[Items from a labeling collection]
***

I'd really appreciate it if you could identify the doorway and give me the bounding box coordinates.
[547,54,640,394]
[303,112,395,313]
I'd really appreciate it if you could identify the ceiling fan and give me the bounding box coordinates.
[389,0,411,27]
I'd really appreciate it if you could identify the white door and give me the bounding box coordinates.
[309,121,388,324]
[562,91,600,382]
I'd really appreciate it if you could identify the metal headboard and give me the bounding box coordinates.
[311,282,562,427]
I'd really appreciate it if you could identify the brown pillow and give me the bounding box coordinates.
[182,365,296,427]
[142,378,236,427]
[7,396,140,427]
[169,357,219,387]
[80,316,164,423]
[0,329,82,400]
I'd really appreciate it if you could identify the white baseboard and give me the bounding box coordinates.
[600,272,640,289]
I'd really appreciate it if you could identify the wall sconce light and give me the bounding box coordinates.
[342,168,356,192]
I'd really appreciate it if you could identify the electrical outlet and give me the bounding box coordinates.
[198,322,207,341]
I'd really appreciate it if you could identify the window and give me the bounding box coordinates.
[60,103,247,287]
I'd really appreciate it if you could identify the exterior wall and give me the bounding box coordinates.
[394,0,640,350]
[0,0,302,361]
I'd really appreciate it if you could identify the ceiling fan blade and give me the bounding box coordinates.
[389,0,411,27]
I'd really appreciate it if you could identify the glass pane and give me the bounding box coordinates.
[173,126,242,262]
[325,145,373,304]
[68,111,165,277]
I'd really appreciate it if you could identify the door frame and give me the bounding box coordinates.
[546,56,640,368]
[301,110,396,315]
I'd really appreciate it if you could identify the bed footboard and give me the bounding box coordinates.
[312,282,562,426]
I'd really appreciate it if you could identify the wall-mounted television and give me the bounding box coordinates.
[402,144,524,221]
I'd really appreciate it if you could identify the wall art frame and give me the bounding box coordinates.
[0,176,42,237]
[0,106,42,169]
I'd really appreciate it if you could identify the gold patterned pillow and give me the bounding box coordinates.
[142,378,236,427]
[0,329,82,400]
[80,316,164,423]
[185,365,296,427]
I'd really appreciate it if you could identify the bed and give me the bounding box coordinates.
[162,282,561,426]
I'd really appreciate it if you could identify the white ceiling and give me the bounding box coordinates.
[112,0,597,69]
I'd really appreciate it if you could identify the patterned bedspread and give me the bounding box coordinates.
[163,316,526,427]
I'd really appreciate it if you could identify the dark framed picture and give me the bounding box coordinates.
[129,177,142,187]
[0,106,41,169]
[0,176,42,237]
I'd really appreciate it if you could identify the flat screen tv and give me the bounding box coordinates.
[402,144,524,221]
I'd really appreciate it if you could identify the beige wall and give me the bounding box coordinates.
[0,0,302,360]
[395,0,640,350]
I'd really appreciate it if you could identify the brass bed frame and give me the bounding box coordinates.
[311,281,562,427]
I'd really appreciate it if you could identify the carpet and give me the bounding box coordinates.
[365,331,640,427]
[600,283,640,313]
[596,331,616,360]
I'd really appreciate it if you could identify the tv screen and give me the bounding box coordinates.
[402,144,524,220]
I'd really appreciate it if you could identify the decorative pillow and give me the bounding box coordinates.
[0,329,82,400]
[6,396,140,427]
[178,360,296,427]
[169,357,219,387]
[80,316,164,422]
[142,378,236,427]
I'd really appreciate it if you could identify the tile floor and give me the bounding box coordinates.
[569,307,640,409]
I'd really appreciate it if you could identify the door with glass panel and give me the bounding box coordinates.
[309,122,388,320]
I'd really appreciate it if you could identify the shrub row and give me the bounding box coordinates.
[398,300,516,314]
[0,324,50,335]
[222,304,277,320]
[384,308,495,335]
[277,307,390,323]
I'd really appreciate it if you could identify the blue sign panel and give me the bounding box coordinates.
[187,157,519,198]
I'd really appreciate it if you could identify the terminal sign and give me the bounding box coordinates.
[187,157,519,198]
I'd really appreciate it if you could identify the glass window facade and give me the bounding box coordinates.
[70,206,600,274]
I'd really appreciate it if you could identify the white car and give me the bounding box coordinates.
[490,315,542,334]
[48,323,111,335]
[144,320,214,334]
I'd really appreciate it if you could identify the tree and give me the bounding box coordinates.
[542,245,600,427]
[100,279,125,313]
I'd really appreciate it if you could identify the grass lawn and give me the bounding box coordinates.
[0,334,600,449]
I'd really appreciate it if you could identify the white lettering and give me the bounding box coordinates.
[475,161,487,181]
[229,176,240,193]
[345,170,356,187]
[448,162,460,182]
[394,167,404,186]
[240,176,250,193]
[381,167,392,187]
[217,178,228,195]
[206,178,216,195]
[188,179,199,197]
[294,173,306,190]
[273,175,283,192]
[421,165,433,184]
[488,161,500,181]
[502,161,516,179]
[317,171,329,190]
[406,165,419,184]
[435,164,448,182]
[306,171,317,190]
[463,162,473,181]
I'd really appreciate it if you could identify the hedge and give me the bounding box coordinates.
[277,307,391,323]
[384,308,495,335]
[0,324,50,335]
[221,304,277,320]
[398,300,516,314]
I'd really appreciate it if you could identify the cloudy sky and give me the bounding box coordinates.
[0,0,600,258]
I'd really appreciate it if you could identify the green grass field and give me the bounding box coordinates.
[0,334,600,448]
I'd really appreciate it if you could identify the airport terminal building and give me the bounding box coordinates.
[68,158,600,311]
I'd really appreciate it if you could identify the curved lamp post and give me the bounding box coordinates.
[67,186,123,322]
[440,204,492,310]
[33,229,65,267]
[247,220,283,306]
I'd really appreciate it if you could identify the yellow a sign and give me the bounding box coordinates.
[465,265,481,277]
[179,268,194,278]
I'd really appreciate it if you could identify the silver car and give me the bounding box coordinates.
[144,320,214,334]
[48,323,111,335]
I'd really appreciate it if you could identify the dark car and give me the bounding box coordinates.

***

◆ **DIRECTIONS FOR THIS TASK**
Tally the lines in the rows above that contain the word "ceiling", and give only the number.

◆ **FINISHED EXERCISE**
3